§ Passage shown
● ● ● ● ●

If I had paid money to rent this I would be pissed. Gotta love Netflix.

I think the Oscar for best screenplay was some kind of kiss-up from the Academy.

I own fewer than 20 films on CD, but I bought this one. I loved it.

Having said that, I am not at all surpised that so many people here don’t like it. Look at the threads here in Cafe Society and see which ones get read/posted to - Not fiction, unless you preface it with “Science”. Its all about action films, video games, and comics. There just aren’t a lot of people here who care about films that only offer mood and atmosphere and require the viewer to draw his/her own conclusions (that sounds snarky and I don’t mean it to be).

Open any thread about movies here (best film, best line, best scene, whatever) and it won’t go five posts before The Matrix or a Lord of the Rings trilogy is mentioned. Generally, people who love one won’t care too much for the other. At least that is my experience.

● ● ● ● ●

§ Material shown
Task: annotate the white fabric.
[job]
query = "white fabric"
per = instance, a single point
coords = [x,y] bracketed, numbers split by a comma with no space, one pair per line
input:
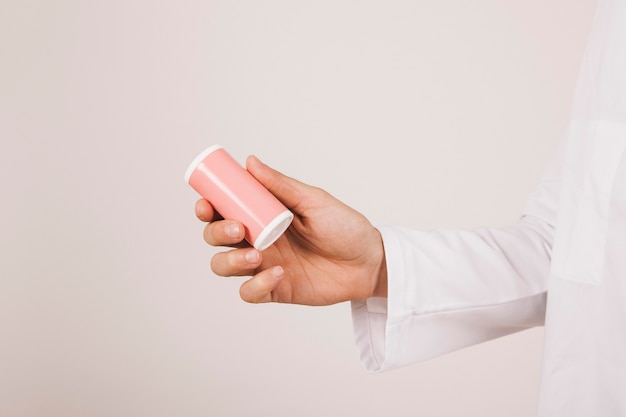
[563,264]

● ● ● ● ●

§ Tasks to complete
(a) In the forum post about the film above, why is the writer not surprised that many people there dislike it? Answer in one to three sentences.
(b) According to the forum post about the film, how many films does the writer own on CD?
(c) Please continue the forum post about the film from its last sentence.

§ Responses to the exercise
(a) The threads in Cafe Society that get read and posted to are about action films, video games, comics, and science fiction. Few people there care about films that offer only mood and atmosphere and leave viewers to draw their own conclusions.

(b) Fewer than 20.

(c)
A few years ago, I read Plainsong and wanted to start a thread about it because I thought it was so great, but while composing it I gave up because there are probably only a couple of dozen people here who have read it, and if anyone bought it on my recommendation, I’d find myself in the pit in no time.

Nobody is right or wrong here, just different.

If one could just convey that idea to the majority of dopers here, then we we members of the SDMB could really fight ignorance!

BTW, I loved LOTR and Lost in Translation.

So did I, truth be told.

I like movies with explosions just fine. I also liked “Lost in Translation.”

Was it heavy on plot? No, and that’s fine with me; two thirds of all movies are overplotted anyway. It was a movie that dealt more with atmosphere and imagery, and that was fine by me. It did what it set out to do. I enjoyed every minute of it. I thought the scene of Murray trying to talk to his wife on the phone, while sitting in the bath, was especially effective.

I loved 'em both too.

Ditto.

Well, I love movies, and I’m rarely sorry I’ve seen one (and in the case of LIT I’m not at all saying I’m sorry I saw it). It was just a letdown, that’s all.

It is a funny thing about taste, though, because I like action movies as well as the next person but I much prefer character-driven movies. LIT seemed to me to have more in common with action flicks in the sense of moving from incident to incident.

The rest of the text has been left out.